RECORDS:
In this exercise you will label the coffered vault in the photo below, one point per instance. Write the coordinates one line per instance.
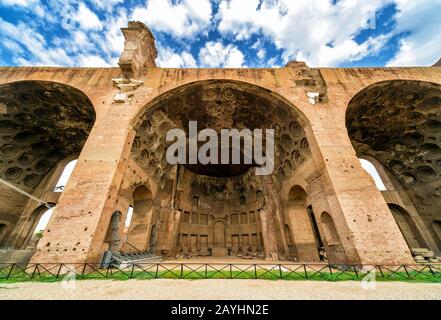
(319, 204)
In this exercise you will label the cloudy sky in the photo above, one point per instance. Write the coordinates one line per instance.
(224, 33)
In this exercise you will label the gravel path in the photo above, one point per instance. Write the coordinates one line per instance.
(215, 289)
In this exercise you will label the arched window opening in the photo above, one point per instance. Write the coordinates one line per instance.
(329, 229)
(43, 222)
(407, 227)
(299, 233)
(139, 220)
(437, 229)
(288, 235)
(297, 195)
(3, 229)
(65, 176)
(113, 233)
(129, 217)
(370, 168)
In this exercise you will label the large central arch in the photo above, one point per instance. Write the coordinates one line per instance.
(229, 195)
(398, 123)
(42, 125)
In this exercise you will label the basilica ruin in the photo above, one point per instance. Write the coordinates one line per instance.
(318, 205)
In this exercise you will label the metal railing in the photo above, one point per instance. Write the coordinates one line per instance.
(58, 271)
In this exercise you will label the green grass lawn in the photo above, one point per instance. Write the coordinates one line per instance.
(411, 276)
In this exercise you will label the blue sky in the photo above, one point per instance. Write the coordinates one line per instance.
(224, 33)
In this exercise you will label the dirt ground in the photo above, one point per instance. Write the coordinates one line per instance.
(216, 289)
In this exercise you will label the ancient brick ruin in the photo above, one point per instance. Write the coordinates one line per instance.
(319, 204)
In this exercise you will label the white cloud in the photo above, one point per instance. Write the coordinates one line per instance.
(422, 47)
(87, 19)
(106, 5)
(318, 32)
(167, 58)
(183, 19)
(20, 3)
(35, 44)
(215, 55)
(92, 61)
(261, 54)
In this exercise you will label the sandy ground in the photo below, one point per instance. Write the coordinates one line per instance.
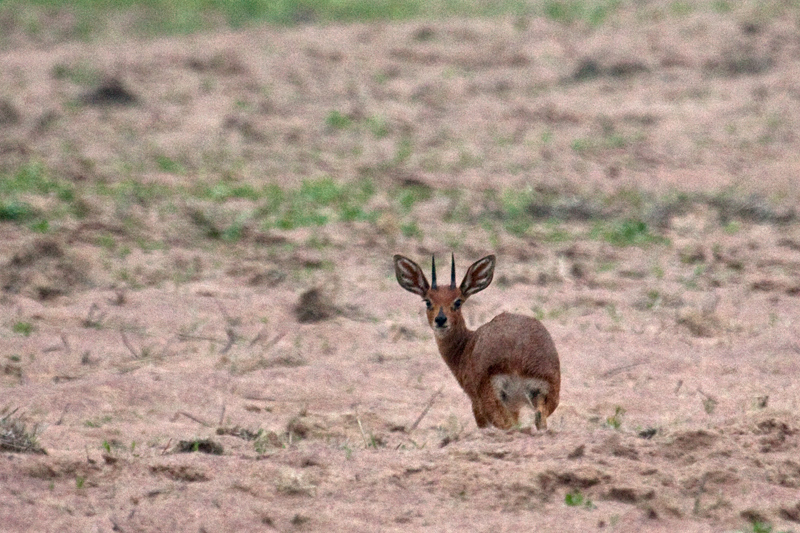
(174, 387)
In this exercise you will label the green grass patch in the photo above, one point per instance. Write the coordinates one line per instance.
(576, 499)
(627, 232)
(23, 328)
(336, 120)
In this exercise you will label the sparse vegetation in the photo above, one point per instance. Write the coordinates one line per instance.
(15, 436)
(208, 223)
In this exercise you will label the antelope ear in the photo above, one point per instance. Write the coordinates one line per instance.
(410, 276)
(478, 276)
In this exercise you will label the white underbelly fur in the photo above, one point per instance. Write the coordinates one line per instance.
(516, 391)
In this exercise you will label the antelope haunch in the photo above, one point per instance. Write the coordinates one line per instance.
(504, 365)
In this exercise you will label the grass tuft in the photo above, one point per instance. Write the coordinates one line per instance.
(15, 436)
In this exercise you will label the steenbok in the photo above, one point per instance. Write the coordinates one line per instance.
(504, 365)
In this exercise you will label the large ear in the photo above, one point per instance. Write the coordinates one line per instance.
(478, 276)
(410, 276)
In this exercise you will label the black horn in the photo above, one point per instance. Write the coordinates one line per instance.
(452, 271)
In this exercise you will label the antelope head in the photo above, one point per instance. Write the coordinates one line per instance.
(443, 302)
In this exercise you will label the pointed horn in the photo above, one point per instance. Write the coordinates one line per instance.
(452, 271)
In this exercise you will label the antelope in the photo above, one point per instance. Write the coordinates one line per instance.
(504, 365)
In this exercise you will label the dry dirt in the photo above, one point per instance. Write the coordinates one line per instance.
(283, 380)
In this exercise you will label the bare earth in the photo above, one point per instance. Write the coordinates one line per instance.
(680, 390)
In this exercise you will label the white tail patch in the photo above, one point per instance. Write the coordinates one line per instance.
(515, 391)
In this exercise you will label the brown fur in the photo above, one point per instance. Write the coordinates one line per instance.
(513, 345)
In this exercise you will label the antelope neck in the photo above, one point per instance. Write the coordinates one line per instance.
(453, 344)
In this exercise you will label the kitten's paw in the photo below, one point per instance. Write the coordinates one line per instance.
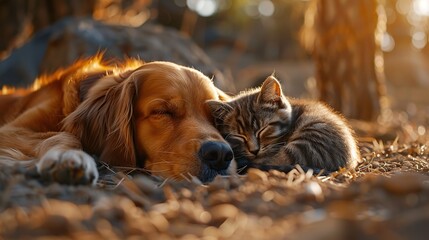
(68, 167)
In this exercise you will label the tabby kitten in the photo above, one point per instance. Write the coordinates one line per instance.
(267, 130)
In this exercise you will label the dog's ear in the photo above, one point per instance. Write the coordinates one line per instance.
(104, 120)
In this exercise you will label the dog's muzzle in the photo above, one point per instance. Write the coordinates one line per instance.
(217, 155)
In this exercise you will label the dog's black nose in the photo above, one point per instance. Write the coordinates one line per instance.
(217, 155)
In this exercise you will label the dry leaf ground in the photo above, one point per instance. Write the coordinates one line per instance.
(385, 197)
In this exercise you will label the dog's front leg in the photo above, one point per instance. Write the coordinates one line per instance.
(63, 161)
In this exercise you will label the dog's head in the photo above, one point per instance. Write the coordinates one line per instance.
(154, 117)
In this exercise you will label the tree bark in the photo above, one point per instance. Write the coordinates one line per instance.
(343, 37)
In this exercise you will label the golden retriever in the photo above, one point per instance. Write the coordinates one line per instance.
(151, 115)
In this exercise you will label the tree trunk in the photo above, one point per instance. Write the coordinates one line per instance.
(349, 65)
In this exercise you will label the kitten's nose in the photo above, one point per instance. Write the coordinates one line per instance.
(217, 155)
(254, 151)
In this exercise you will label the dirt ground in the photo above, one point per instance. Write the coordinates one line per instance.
(385, 197)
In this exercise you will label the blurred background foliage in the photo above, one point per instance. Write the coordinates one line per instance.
(365, 58)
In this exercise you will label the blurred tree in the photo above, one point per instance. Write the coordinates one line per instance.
(19, 19)
(343, 36)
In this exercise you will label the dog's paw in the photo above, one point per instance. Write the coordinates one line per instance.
(68, 167)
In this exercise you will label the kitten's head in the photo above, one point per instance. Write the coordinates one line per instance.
(254, 122)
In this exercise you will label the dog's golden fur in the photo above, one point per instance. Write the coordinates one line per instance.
(150, 115)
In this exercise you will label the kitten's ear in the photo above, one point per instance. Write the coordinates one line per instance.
(218, 108)
(271, 91)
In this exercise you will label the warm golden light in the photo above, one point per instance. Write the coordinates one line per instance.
(421, 7)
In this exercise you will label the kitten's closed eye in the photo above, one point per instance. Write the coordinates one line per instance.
(273, 130)
(236, 137)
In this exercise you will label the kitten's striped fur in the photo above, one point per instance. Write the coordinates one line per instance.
(264, 128)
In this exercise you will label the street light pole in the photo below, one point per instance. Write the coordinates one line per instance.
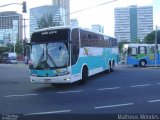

TASK REQUIREMENTS: Recast all of the records above as a JSON list of strings, with one string for each line and blank lines left out. Leave the pictures out of the answer.

SOLUTION:
[
  "In this exercise you will label the coffered vault in the photo below, one point per instance. Write the coordinates one line per instance.",
  "(319, 204)",
  "In this exercise you will label the cloudy sky in the photo above, one point per instance. Write the coordinates one line per instance.",
  "(224, 33)",
  "In this exercise you will label the gravel path in the photo above, one point per instance. Write the coordinates one line per instance.",
  "(215, 289)",
  "In this exercise you will label the arched window opening in the photo above, one point per instance. Write the coordinates one line per instance.",
  "(329, 229)",
  "(43, 222)",
  "(407, 227)",
  "(299, 233)",
  "(139, 220)",
  "(437, 229)",
  "(288, 235)",
  "(297, 195)",
  "(3, 229)",
  "(65, 176)",
  "(113, 233)",
  "(129, 217)",
  "(370, 168)",
  "In this exercise you will label the large central arch in the photo above, one point per instance. Write the coordinates one line per instance.",
  "(229, 195)",
  "(398, 123)",
  "(42, 125)",
  "In this exercise you will label the basilica ruin in the photo above, one point per instance. Write the coordinates one line per instance.",
  "(318, 205)",
  "In this exercise you will label the metal railing in the photo above, one point per instance. Write the coordinates one line per instance.",
  "(58, 271)",
  "In this exercise you will label the green grass lawn in the photo above, one point per instance. Write the coordinates one line per instance.",
  "(411, 276)",
  "In this exercise you will label the blue sky in the photo above, one point per instance. Write the coordinates one line per instance.",
  "(224, 33)",
  "In this exercise you will label the dirt ground in the photo above, one point per instance. Write the coordinates one line per instance.",
  "(216, 289)",
  "In this exercise you will label the ancient brick ruin in the photo above, one point per instance. Write the coordinates one line per instance.",
  "(319, 204)",
  "In this exercise you will label the white cloud in the photo above, one point per instance. Write the coordinates one line per instance.",
  "(422, 47)",
  "(87, 19)",
  "(106, 5)",
  "(318, 32)",
  "(167, 58)",
  "(183, 19)",
  "(20, 3)",
  "(35, 44)",
  "(215, 55)",
  "(92, 61)",
  "(261, 54)",
  "In this exercise you will label the sandy ground in the photo below, one point per instance. Write the coordinates one line per instance.",
  "(174, 387)",
  "In this exercise you will label the green grass patch in the photo above, one point per instance. Write the coordinates one line per instance.",
  "(576, 499)",
  "(627, 232)",
  "(23, 328)",
  "(336, 120)",
  "In this exercise you will label the sparse vegetation in the photo above, one point per instance. Write the coordinates one line per instance.",
  "(15, 436)",
  "(208, 223)",
  "In this exercise you will label the antelope ear in the photo above, one point per instance. Write the coordinates one line per instance.",
  "(410, 276)",
  "(478, 276)",
  "In this exercise you will label the white underbelly fur in the photo above, one point per instance. Write the coordinates one line per instance.",
  "(516, 391)",
  "In this exercise you will label the antelope haunch in the photo above, one point per instance. Write the coordinates one line per instance.",
  "(504, 365)",
  "In this exercise you will label the grass tuft in the photo above, one point per instance. Write the coordinates one line per instance.",
  "(15, 436)",
  "In this exercise you will label the steenbok in the photo above, one point per instance. Write the coordinates one line per instance.",
  "(504, 365)",
  "In this exercise you will label the large ear in the photo above, one point per instance. Write the coordinates one line per instance.",
  "(478, 276)",
  "(410, 276)",
  "In this exercise you will label the black horn in the photo above, one point per instance. Write the coordinates one line per instance.",
  "(452, 271)",
  "In this exercise you will label the antelope head in the photo above, one point per instance. Write the coordinates one line per instance.",
  "(443, 302)",
  "In this exercise you will label the pointed horn in the photo above, one point per instance. Write the coordinates one line per instance.",
  "(452, 271)",
  "In this exercise you will label the antelope in the photo above, one point per instance. Write the coordinates one line per instance.",
  "(504, 365)",
  "In this exercise you will label the dry dirt in the photo above, one point per instance. Write the coordinates one line per instance.",
  "(283, 380)",
  "In this exercise you will label the bare earth in the photo above, one point per instance. Write the coordinates one line per instance.",
  "(680, 390)",
  "In this exercise you will label the white tail patch in the photo above, one point per instance. Write the coordinates one line per instance.",
  "(515, 391)",
  "In this exercise you will label the brown fur in the photo above, one point per instance. Write the coordinates one line per instance.",
  "(513, 345)",
  "In this exercise you will label the antelope neck in the photo above, one point per instance. Write the coordinates one line per instance.",
  "(453, 344)",
  "In this exercise you will label the kitten's paw in the photo below, one point per instance. Write the coordinates one line per instance.",
  "(68, 167)",
  "In this exercise you will label the tabby kitten in the photo above, one point per instance. Write the coordinates one line per instance.",
  "(267, 130)",
  "In this exercise you will label the dog's ear in the photo above, one point per instance. Write the coordinates one line per instance.",
  "(104, 120)",
  "In this exercise you will label the dog's muzzle in the photo above, one point per instance. Write the coordinates one line per instance.",
  "(217, 155)",
  "In this exercise you will label the dog's black nose in the photo above, one point per instance. Write the coordinates one line per instance.",
  "(217, 155)",
  "In this exercise you will label the dry leaf ground in the photo above, one point per instance. Write the coordinates one line per instance.",
  "(385, 197)",
  "In this exercise you will label the dog's front leg in the photo above, one point per instance. Write the coordinates one line per instance.",
  "(63, 161)",
  "In this exercise you will label the dog's head in the photo above, one point per instance. Write the coordinates one line per instance.",
  "(154, 117)",
  "In this exercise you will label the tree bark in the photo above, one point per instance. Write the coordinates one line per instance.",
  "(343, 37)",
  "In this exercise you will label the golden retriever in the photo above, one point per instance. Write the coordinates one line per instance.",
  "(151, 115)",
  "In this exercise you will label the tree trunk in the photo above, one point per instance. Write the coordinates one line per instance.",
  "(349, 65)",
  "In this exercise you will label the kitten's nose in the photo above, one point per instance. Write the coordinates one line per instance.",
  "(217, 155)",
  "(254, 151)",
  "In this exercise you will label the dirt ground in the photo above, one point per instance. Write the coordinates one line per instance.",
  "(385, 197)",
  "In this exercise you will label the blurred background foliage in the photo above, one point per instance. Write the coordinates one line per instance.",
  "(365, 58)",
  "In this exercise you will label the blurred tree in the photo above, one point per instance. Write the coordinates one line per instance.",
  "(19, 19)",
  "(343, 36)",
  "In this exercise you will label the dog's paw in the photo above, one point per instance. Write the coordinates one line per instance.",
  "(68, 167)",
  "In this exercise you will label the kitten's head in the photo above, one point per instance. Write the coordinates one line per instance.",
  "(254, 122)",
  "In this exercise you will label the dog's golden fur in the photo above, one point per instance. Write the coordinates one line per instance.",
  "(150, 115)",
  "In this exercise you will label the kitten's ear in the photo above, one point per instance. Write the coordinates one line per instance.",
  "(218, 108)",
  "(271, 91)",
  "In this exercise you will label the warm golden light in the photo above, one point per instance. Write the coordinates one line per instance.",
  "(421, 7)",
  "In this exercise you will label the kitten's closed eye in the photo above, one point per instance. Write the coordinates one line per instance.",
  "(273, 130)",
  "(236, 137)",
  "In this exercise you will label the kitten's striped fur in the photo above, one point per instance. Write the coordinates one line per instance.",
  "(264, 128)",
  "In this exercise you will label the street light pole in the photo below, one point per instance. Write the coordinates one line per instance."
]